Give everything from the start of the records down to the line containing "[[107, 104]]", inclusive, as a numbered list with blank lines dropped and the pictures omitted.

┌─ Material for the task

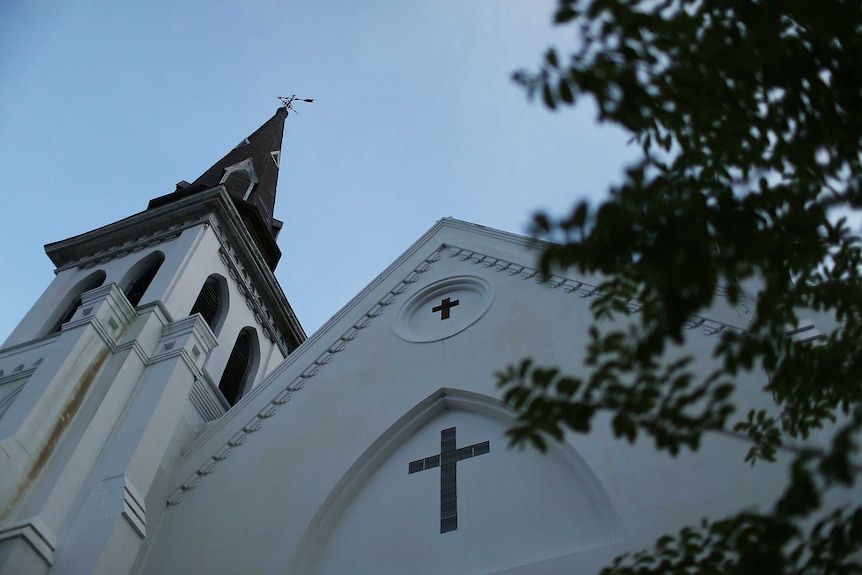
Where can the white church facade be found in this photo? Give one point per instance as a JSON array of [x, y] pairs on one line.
[[162, 411]]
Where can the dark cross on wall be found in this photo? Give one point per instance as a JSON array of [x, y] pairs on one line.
[[447, 461], [444, 308]]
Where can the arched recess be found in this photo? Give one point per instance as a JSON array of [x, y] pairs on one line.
[[140, 276], [213, 302], [583, 501], [241, 367], [72, 301]]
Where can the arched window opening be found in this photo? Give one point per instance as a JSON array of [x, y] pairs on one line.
[[92, 282], [238, 183], [209, 302], [236, 373], [239, 179], [138, 286]]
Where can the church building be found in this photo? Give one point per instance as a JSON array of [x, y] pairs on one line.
[[163, 412]]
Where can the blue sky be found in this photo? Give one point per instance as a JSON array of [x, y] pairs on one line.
[[107, 104]]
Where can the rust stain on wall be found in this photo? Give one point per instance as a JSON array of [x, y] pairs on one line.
[[73, 404]]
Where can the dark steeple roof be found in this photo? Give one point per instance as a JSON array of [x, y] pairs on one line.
[[250, 174]]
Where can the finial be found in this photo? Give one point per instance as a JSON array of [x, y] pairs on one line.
[[287, 103]]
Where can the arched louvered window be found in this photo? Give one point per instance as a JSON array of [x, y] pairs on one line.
[[91, 282], [238, 183], [138, 286], [239, 366], [209, 302]]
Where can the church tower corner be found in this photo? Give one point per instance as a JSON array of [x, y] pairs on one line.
[[153, 327]]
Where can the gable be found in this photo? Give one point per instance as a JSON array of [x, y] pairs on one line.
[[290, 476]]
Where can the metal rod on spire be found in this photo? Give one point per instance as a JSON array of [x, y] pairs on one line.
[[287, 103]]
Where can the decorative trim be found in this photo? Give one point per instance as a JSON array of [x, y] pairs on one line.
[[283, 394], [134, 509], [136, 245], [35, 533], [245, 287], [208, 404], [8, 399]]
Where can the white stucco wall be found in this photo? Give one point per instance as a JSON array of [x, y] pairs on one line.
[[308, 474]]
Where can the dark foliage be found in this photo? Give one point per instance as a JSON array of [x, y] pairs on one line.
[[749, 117]]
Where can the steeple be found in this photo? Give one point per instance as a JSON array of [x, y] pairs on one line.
[[249, 172]]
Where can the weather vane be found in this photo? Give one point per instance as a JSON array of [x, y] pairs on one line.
[[287, 103]]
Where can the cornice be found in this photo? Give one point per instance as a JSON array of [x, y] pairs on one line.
[[165, 223], [282, 394]]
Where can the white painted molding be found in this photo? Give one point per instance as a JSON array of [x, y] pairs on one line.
[[36, 534], [470, 257]]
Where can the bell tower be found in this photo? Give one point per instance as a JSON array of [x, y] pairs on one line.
[[153, 327]]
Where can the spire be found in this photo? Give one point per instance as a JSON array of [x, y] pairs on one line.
[[249, 172]]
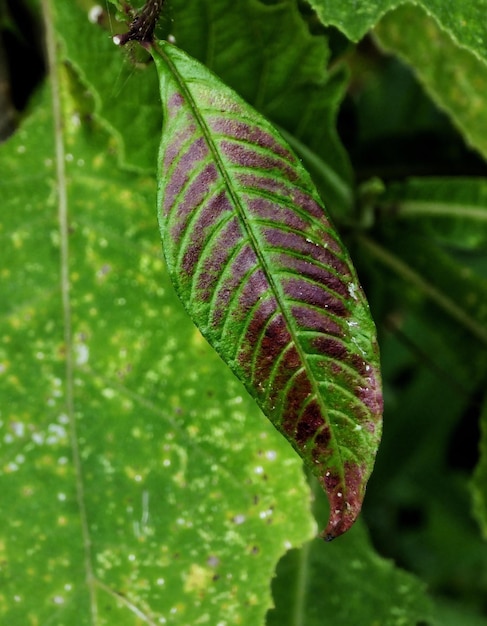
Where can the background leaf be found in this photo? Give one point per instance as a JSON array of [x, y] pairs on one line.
[[464, 21], [455, 77]]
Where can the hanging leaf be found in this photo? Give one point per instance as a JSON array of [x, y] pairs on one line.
[[264, 275]]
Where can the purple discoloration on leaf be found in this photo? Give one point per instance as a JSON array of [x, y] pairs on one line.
[[243, 156], [266, 278], [181, 175], [314, 295], [251, 134], [345, 496], [203, 225], [299, 244], [175, 150], [310, 423], [175, 102], [310, 269], [265, 209]]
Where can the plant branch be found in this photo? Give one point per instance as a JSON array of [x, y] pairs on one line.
[[434, 294]]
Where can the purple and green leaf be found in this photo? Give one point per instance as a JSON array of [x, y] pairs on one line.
[[265, 277]]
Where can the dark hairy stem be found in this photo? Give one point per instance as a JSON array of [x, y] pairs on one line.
[[142, 27]]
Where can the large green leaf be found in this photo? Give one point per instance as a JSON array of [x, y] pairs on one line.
[[454, 77], [135, 489], [464, 21], [265, 276], [238, 40]]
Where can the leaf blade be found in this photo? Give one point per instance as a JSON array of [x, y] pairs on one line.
[[262, 272]]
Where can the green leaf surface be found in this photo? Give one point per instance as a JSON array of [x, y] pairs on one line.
[[454, 77], [136, 489], [464, 21], [479, 482], [264, 275]]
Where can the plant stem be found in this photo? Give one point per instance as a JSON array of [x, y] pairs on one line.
[[434, 294], [143, 25]]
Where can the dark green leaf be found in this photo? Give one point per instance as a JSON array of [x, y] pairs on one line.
[[312, 583], [264, 275]]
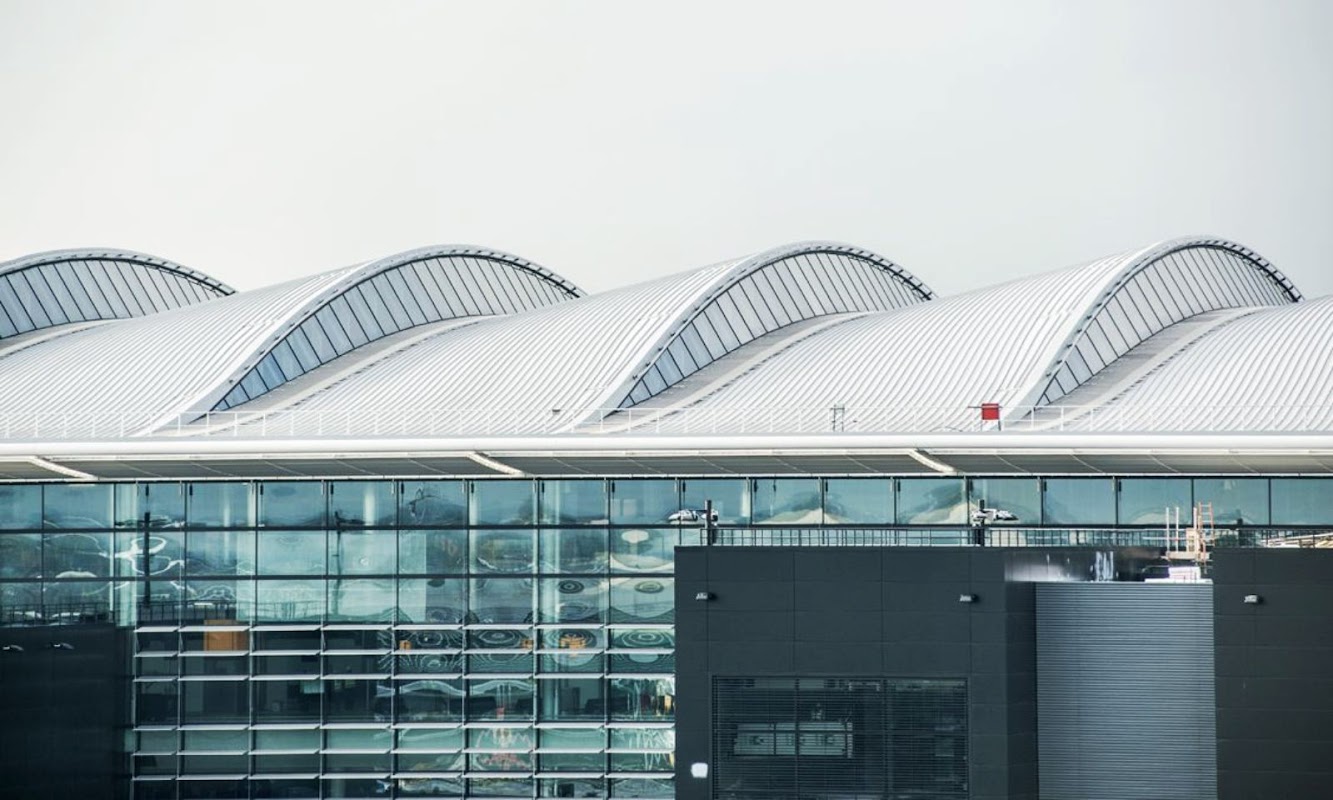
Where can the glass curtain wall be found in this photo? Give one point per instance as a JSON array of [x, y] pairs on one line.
[[444, 638]]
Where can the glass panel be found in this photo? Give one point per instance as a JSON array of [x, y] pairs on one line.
[[1148, 500], [643, 699], [573, 550], [361, 552], [1303, 500], [287, 702], [76, 506], [573, 502], [573, 699], [932, 502], [857, 500], [291, 504], [20, 555], [432, 552], [787, 502], [643, 550], [643, 500], [428, 700], [76, 555], [289, 600], [500, 600], [1008, 499], [1235, 500], [572, 600], [291, 552], [729, 496], [220, 552], [643, 600], [432, 503], [503, 551], [163, 504], [1079, 502], [361, 503], [500, 699], [213, 700], [361, 600], [503, 503]]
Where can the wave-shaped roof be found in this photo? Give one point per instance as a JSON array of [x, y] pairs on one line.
[[813, 338], [83, 286]]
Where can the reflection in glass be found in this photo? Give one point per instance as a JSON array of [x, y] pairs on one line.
[[573, 550], [220, 506], [361, 552], [1020, 496], [573, 502], [432, 552], [500, 600], [1079, 502], [729, 496], [220, 552], [432, 503], [573, 699], [643, 550], [643, 698], [361, 600], [503, 503], [857, 500], [20, 507], [787, 502], [20, 555], [643, 502], [643, 600], [160, 506], [76, 506], [500, 699], [291, 552], [503, 551], [932, 502], [361, 503], [1303, 500], [1149, 500], [1235, 500], [291, 504], [572, 600], [432, 600]]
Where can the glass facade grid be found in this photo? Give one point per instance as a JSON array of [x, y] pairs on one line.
[[771, 298], [431, 610], [387, 303]]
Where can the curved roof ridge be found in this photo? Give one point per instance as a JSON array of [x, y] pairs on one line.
[[1137, 300], [748, 304], [91, 284], [413, 292]]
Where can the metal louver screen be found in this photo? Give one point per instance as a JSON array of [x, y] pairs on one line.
[[1125, 694], [840, 738]]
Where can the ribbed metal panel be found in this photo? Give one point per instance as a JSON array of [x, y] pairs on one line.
[[1268, 371], [1125, 700]]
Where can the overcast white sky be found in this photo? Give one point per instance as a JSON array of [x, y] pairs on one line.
[[616, 142]]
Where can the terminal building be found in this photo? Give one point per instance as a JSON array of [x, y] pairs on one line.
[[787, 527]]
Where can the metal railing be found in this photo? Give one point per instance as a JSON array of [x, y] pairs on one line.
[[57, 426]]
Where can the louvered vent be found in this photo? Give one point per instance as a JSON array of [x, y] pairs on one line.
[[848, 738]]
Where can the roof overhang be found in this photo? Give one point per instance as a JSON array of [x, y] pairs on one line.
[[508, 456]]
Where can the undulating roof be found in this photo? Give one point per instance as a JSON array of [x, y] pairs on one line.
[[808, 339]]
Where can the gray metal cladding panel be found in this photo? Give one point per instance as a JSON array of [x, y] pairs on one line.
[[1125, 696]]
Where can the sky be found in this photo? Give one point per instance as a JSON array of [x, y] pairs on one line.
[[971, 143]]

└─

**Answer to the problem:**
1. Where can the white church facade be found in this photo? Give one point per instance as a JSON array of [x, y] pairs on one line.
2. [[162, 411]]
3. Where can the dark cross on wall be found in this photo? Give one point per instance as a JSON array of [x, y] pairs on one line.
4. [[447, 461], [444, 308]]
5. Where can the arched recess be found in this photo? Give one point per instance as a JSON array of [x, y] pairs on one line.
6. [[140, 276], [213, 302], [583, 501], [241, 367], [72, 301]]
7. Where can the arched window opening be found in this photo? Give one point per instance as a JSON array of [x, y] pairs on one line.
8. [[92, 282], [238, 183], [209, 302], [236, 373], [239, 179], [138, 286]]
9. Where can the church building be found in this photo? Give one point per instance as a JSON array of [x, y] pairs on one line.
10. [[163, 412]]
11. Where can the blue sky be found in this photo? Give one point per instance as a JSON array of [x, y] pairs on one line.
12. [[107, 104]]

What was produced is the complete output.